-- Start of SELECTED TEXT --

I'm kidding - this was the hardest bit! When Xwayland gets a pointer event on a window, it doesn't send it directly to that window. Instead, it converts the location to screen coordinates and then pushes the event through the old X event handling mechanism, which looks at the X11 window stack to decide where to send it.

However, the X11 window stack (which we saw earlier with xwininfo -tree -root) doesn't correspond to the Wayland window layout at all. In fact, Wayland doesn't provide us any way to know where our windows are, or how they are stacked.

Sway seems to handle this via a backdoor: X11 applications do get access to location information even though native Wayland clients don't. This is one of the reasons I want to get X11 support out of the compositor - I want to make sure X11 apps don't have any special access. Sommelier has a solution though: when the pointer enters a window we raise it to the top of the X11 stack. Since it's the topmost window, it will get the events.

Unfortunately, the raise request goes over the X11 connection while the pointer events go over the Wayland one. We need to make sure that they arrive in the right order. If the computer is running normally, this isn't much of a problem, but if it's swapping or otherwise struggling it could result in events going to the wrong place (I temporarily added a 2-second delay to test this). This is what I ended up with:

Get a wayland pointer enter event from Sway.

-- End of SELECTED TEXT --
-- Start of DATASET ENTRIES --

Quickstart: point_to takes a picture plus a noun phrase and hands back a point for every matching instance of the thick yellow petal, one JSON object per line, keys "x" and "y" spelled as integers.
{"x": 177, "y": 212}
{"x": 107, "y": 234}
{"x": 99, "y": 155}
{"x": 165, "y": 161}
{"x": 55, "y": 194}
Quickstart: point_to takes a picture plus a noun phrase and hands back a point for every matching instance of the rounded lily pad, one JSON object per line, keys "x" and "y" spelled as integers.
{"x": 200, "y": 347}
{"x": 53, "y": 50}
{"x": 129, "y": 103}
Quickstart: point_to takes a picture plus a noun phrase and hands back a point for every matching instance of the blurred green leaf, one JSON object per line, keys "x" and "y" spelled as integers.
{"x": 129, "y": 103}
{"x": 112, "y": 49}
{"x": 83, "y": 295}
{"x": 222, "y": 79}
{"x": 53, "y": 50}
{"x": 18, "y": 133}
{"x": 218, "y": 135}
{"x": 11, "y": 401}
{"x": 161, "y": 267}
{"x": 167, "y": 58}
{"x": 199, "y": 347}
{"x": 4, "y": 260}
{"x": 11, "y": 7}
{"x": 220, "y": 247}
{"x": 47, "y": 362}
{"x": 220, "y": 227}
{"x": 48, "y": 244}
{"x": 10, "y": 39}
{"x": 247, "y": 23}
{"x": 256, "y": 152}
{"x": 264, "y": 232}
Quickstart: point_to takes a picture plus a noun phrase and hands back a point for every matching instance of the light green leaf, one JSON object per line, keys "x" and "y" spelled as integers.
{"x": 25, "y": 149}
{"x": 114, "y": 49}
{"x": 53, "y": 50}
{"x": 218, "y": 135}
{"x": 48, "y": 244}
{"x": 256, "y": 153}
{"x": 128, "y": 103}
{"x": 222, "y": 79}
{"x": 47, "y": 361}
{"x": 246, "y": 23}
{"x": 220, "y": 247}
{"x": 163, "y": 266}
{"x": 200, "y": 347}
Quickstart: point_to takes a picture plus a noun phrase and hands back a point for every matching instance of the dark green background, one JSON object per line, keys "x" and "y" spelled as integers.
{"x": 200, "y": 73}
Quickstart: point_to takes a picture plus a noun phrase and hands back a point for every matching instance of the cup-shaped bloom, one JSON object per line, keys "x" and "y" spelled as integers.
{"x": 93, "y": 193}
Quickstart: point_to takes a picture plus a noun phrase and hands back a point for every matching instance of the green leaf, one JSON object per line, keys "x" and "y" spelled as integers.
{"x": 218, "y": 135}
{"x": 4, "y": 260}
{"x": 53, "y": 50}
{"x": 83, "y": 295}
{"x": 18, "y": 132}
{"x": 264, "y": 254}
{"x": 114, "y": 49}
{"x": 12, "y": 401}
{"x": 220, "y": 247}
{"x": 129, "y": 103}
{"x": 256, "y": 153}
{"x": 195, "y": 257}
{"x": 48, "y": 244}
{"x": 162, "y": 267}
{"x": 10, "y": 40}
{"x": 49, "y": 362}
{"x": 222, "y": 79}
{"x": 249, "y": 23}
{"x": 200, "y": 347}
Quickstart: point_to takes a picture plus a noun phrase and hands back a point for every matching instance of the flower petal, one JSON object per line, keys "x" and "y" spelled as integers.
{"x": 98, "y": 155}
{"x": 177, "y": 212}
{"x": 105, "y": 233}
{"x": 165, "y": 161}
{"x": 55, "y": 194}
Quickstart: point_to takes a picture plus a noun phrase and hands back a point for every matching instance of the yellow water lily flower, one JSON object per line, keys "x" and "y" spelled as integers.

-- End of DATASET ENTRIES --

GIVEN PROBLEM 1:
In the passage on Xwayland pointer events, begin at the words "I'm kidding - this" and stop after "to send it.", changing "Xwayland" to "the X server".
GIVEN PROBLEM 2:
Take the passage on routing Xwayland pointer events further from the point where it stops.

REPLY 1:
I'm kidding - this was the hardest bit! When the X server gets a pointer event on a window, it doesn't send it directly to that window. Instead, it converts the location to screen coordinates and then pushes the event through the old X event handling mechanism, which looks at the X11 window stack to decide where to send it.

REPLY 2:
Pause event delivery from Sway.
Flush any pending Wayland events we previously sent to Xwayland by doing a round-trip on the Wayland connection.
Send a raise on the X11 connection.
Do a round-trip on the X11 connection to ensure the raise has completed.
Forward the enter event on the Wayland connection.
Unpause the event stream from Sway.

At first I tried queuing up just the pointer events, but that doesn't work because e.g. keyboard events need to be synchronised with pointer events. Otherwise, if you e.g. Shift-click on something then the click gets delayed but the Shift doesn't and it can do the wrong thing. Also, Xwayland might ask Sway to destroy the window while we're entering it, and Sway might confirm the deletion. Pausing the whole event stream from Sway fixes all these problems.

The next problem was how to do the two round-trips. For X11 we just send an Intern request after the raise and wait to get a reply to that. Wayland provides the wl_display.sync method to clients, but we're acting as a Wayland server to Xwayland, not a client. I remembered that Wayland's xdg-shell extension provides a ping from the server to the client (the compositor can use this to detect when an application is not responding). Unfortunately, Xwayland has no reason to use this extension because it doesn't deal with window roles. Luckily, it uses it anyway (it does need it for non-rootless mode and doesn't bother to check).

wl_display.sync works by creating a fresh callback object, but xdg-shell's ping just sends a pong event to a fixed object, so we also need a queue to keep track of pings in flight so we don't get confused between our pings and any pings we're relaying for Sway. Also, xdg-shell's ping requires a serial number and we don't have one. But since Xwayland is the only app this needs to support, and it doesn't look at that, I cheat and just send zero.

And that's how to get pointer events to go to the right window with Xwayland.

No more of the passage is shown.